-- start of RECORDED DATA --

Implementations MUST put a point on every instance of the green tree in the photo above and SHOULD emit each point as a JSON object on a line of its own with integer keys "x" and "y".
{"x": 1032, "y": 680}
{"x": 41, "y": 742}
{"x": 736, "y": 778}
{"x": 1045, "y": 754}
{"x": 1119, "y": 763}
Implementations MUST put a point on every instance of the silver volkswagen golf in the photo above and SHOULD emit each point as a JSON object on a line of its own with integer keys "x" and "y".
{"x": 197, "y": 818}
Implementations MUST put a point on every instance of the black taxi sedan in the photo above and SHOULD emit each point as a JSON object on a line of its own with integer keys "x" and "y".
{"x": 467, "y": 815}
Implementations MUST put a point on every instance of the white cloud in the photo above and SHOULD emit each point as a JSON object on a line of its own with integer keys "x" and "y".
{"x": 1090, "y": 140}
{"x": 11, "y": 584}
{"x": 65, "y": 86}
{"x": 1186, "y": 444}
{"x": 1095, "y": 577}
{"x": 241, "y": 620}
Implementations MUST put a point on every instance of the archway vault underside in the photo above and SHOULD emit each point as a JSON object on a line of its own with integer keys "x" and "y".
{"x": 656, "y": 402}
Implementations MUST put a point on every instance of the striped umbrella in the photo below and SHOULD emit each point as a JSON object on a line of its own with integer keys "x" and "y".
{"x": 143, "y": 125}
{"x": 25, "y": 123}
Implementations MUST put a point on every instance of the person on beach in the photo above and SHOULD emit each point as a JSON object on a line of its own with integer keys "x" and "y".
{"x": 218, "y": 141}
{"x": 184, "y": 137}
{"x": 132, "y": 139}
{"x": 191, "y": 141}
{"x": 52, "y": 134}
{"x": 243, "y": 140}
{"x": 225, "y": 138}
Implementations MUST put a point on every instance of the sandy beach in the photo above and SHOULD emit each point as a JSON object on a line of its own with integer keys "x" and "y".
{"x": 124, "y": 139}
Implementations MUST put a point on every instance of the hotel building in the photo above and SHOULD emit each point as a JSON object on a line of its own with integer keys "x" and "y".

-- end of RECORDED DATA --

■ TASK REQUIREMENTS
Write out the whole listing exactly.

■ FINISHED TASK
Implementations MUST put a point on every instance of the green tree in the photo above and SHOULD emit each point as a JSON object on a line of its own with integer keys "x" and "y".
{"x": 1032, "y": 680}
{"x": 41, "y": 742}
{"x": 736, "y": 778}
{"x": 1045, "y": 754}
{"x": 1119, "y": 763}
Implementations MUST put a point on every instance of the silver volkswagen golf in the photo above and SHOULD emit each point as a JSON object on a line of its own with integer keys "x" and "y".
{"x": 197, "y": 818}
Implementations MUST put a point on every instance of the black taxi sedan in the photo above and SHOULD emit each point as a JSON object on a line of its own with integer keys "x" and "y".
{"x": 467, "y": 815}
Implementations MUST put a point on every instance of the white cloud in the photo above and SHOULD emit each point as a JSON object on a line of its own with integer keys "x" and "y".
{"x": 1090, "y": 140}
{"x": 11, "y": 584}
{"x": 65, "y": 86}
{"x": 1186, "y": 444}
{"x": 1095, "y": 577}
{"x": 241, "y": 620}
Implementations MUST put a point on every instance of the archway vault underside in the photo above and SHOULD emit each point as a JSON object on a line of its own with integer keys "x" and "y".
{"x": 656, "y": 402}
Implementations MUST put a point on every instance of the striped umbrella in the photo below and SHOULD emit each point as a JSON object on a line of its own with integer keys "x" and "y".
{"x": 143, "y": 125}
{"x": 25, "y": 123}
Implementations MUST put a point on every instance of the person on beach in the photo above and SHOULD emit each point as a JSON object on a line of its own with integer keys "x" and "y".
{"x": 218, "y": 141}
{"x": 184, "y": 137}
{"x": 132, "y": 139}
{"x": 191, "y": 141}
{"x": 52, "y": 134}
{"x": 243, "y": 140}
{"x": 225, "y": 138}
Implementations MUST put a point on every instance of the sandy beach in the photo above and SHOULD emit each point as a JSON object on a line of its own with integer keys "x" and "y".
{"x": 124, "y": 139}
Implementations MUST put a point on every instance of the hotel building in the photo above and SHOULD emit each point as a JSON object on a line of its own with integer keys "x" and "y".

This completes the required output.